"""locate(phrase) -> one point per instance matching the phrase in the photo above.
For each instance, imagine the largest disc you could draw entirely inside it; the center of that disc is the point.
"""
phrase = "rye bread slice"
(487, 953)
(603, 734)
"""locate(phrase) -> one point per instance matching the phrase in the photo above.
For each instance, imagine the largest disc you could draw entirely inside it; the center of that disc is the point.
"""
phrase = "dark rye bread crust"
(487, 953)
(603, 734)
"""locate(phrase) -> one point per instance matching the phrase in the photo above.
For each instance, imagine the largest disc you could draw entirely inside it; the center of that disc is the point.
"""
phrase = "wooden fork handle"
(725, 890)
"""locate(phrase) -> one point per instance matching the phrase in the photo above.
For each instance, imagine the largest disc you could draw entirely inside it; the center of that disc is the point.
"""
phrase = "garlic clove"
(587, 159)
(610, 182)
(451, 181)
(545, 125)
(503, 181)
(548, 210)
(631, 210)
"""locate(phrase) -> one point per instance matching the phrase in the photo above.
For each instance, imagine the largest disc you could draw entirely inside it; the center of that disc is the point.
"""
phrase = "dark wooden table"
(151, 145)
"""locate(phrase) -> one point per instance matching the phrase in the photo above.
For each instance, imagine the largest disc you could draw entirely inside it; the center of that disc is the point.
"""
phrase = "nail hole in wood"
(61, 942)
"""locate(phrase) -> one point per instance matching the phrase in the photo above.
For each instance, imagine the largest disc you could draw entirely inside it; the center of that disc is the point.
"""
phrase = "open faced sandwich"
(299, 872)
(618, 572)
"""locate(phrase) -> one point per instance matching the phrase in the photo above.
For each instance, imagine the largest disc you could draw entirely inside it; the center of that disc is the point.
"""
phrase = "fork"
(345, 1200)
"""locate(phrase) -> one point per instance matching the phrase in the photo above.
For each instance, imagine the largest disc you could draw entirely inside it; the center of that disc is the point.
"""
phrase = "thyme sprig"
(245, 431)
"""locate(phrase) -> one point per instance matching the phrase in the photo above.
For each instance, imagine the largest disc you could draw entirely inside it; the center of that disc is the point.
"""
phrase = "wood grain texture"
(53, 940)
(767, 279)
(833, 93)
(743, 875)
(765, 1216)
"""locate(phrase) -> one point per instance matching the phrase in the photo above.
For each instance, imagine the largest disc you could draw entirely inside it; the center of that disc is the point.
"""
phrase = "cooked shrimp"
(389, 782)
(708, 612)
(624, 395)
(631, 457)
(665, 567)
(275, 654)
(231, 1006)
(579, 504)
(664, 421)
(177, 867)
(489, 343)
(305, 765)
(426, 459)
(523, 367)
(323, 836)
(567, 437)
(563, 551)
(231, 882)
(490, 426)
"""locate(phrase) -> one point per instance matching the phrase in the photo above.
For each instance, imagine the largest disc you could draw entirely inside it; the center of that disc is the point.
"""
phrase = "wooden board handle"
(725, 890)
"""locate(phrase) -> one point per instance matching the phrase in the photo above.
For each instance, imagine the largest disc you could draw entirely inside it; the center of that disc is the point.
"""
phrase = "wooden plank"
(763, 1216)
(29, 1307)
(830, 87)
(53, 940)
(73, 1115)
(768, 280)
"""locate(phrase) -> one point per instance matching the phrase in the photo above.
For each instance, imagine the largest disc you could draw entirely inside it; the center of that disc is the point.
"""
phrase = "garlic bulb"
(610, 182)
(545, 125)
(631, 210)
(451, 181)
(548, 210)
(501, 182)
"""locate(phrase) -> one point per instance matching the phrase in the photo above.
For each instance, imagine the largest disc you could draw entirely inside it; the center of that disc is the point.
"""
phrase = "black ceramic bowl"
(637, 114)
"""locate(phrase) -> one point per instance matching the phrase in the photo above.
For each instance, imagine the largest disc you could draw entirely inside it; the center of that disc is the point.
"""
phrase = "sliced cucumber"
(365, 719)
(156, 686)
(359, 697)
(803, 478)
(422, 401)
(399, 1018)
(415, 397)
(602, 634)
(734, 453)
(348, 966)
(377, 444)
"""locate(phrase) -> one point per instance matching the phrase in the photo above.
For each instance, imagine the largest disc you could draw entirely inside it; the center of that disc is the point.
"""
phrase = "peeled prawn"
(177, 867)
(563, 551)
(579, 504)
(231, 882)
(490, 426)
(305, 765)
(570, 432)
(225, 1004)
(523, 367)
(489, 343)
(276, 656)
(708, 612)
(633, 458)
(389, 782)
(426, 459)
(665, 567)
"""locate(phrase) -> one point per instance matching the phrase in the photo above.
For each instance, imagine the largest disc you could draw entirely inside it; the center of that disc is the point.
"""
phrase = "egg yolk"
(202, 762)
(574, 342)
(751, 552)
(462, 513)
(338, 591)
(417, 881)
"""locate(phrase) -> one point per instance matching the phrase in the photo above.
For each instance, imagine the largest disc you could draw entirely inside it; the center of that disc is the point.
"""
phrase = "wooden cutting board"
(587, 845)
------------
Write out every entry verbatim.

"""locate(phrase) -> one point per instance matching the phrase in the photo above.
For each instance, imagine the largest disc you could draw entirely inside it; the center of that disc is the point.
"""
phrase = "rye bread slice"
(487, 953)
(603, 734)
"""locate(phrase) -> one point per instance matching the phrase in the photo above.
For each instance, imagine the largest disc you could draw entirely inside it; the center of that disc is the point.
"""
phrase = "dark rye bread crust"
(487, 953)
(603, 734)
"""locate(phrase) -> one point per instance matching the phrase in the photo above.
For each instance, imagine the largest disc you could draw entirely inside it; the center of that disc is the point.
"""
phrase = "wooden fork handle"
(725, 890)
"""locate(phrase) -> one point per instance matching the phrase in the photo above.
For each instance, imagine the largest disc you could draw entirely inside it; the center of that disc is the point.
"""
phrase = "garlic clove"
(587, 159)
(610, 182)
(451, 181)
(545, 125)
(503, 181)
(548, 210)
(631, 210)
"""locate(phrase) -> one point per instance matching the phrase in the photo above.
For each instance, imagine the largest disc you could draw entirely inside it; the center of that disc is the point.
"""
phrase = "dark wooden table"
(151, 145)
"""locate(phrase) -> one point per instance matching the phrase in the photo above.
For each instance, imagine the largest disc you could draw entirely inside it; the center of that disc is the point.
"""
phrase = "nail hole in wood"
(61, 942)
"""locate(phrase) -> one point per instance matching the phrase in the photo above.
For each instance, imagine the largest disc you could draw entirely inside it; the center of that disc is the point.
"""
phrase = "open faced sandwich"
(299, 872)
(618, 572)
"""locate(phrase) -> one point per instance matching the phrase in the photo above.
For each instance, imagine the largest disc you could draw entirely inside it; the center of that disc is the point.
"""
phrase = "fork"
(345, 1200)
"""locate(phrase) -> one point per instance matching the phrase in the photo above.
For each instance, imagine the largest disc you could draw entirely inside it; the center of that disc is the point.
"""
phrase = "thyme sprig"
(245, 431)
"""locate(phrase) -> one point per instance matching the phrase in the photo above.
For each instance, imagine the largest disc you could draw entirely inside it; the center of that disc is the point.
"""
phrase = "wood grain texture"
(53, 940)
(767, 279)
(833, 93)
(743, 875)
(765, 1216)
"""locate(phrase) -> one point per instance matching the phrase in the photo above.
For each instance, imagine the largest disc you could draw entirely inside it; the center of that disc is the point.
"""
phrase = "cooked shrimp"
(389, 782)
(708, 612)
(624, 395)
(631, 457)
(665, 567)
(275, 654)
(231, 1006)
(579, 504)
(664, 421)
(177, 867)
(489, 343)
(305, 765)
(426, 459)
(523, 367)
(323, 836)
(567, 437)
(563, 551)
(231, 882)
(490, 426)
"""locate(phrase) -> one point per instance matching the phrase in the photo above.
For each instance, imagine the largest disc you could draw entirely inside it; the center of that disc is the point.
"""
phrase = "wooden board handle"
(725, 890)
"""locate(phrase) -> one point per instance matching the phrase in the photo above.
For each instance, imagine the largest disc you could draw entirely inside it; the center of that disc is the point.
"""
phrase = "wooden plank"
(763, 1216)
(29, 1307)
(830, 87)
(53, 940)
(73, 1115)
(768, 280)
"""locate(phrase) -> one point per instance matching the phrase in the photo above.
For each instance, imagine the largest disc you could draw entirely inside it; the center of that disc is the point.
"""
phrase = "garlic bulb"
(610, 182)
(545, 125)
(631, 210)
(451, 181)
(548, 210)
(501, 182)
"""locate(phrase) -> one point per instance matching the phrase in the photo above.
For each instance, imagine the largest disc you could draw entirely inside it; the center of that disc is the point.
"""
phrase = "black ceramic bowl"
(637, 114)
"""locate(phrase) -> one point per instance matching the phrase in the photo above.
For each instance, imagine the largest disc you could draw entirely inside it; the center of that disc is the point.
"""
phrase = "sliced cucumber"
(365, 719)
(156, 686)
(359, 697)
(803, 478)
(422, 401)
(399, 1018)
(415, 397)
(602, 634)
(734, 453)
(348, 966)
(377, 444)
"""locate(phrase) -> one point per instance matching the phrase in the photo above.
For each instance, imagine the largest disc you could draw entirely inside it; the center of that disc is the point.
"""
phrase = "peeled prawn"
(177, 867)
(563, 551)
(579, 504)
(231, 882)
(490, 426)
(305, 765)
(570, 432)
(225, 1004)
(523, 367)
(489, 343)
(276, 656)
(708, 612)
(633, 458)
(389, 782)
(426, 459)
(665, 567)
"""locate(phrase) -> one point per instance matching the phrase in the photo above.
For each instance, imagine the largest disc you could draw entirely inside it; the center of that disc is the point.
"""
phrase = "egg yolk"
(202, 762)
(574, 342)
(751, 552)
(462, 513)
(338, 591)
(417, 881)
"""locate(phrase) -> one point per instance matching the phrase in the photo above.
For each instance, imagine the largest disc you could draw entirely inside it; the center of that disc is the point.
"""
phrase = "wooden cutting board"
(587, 845)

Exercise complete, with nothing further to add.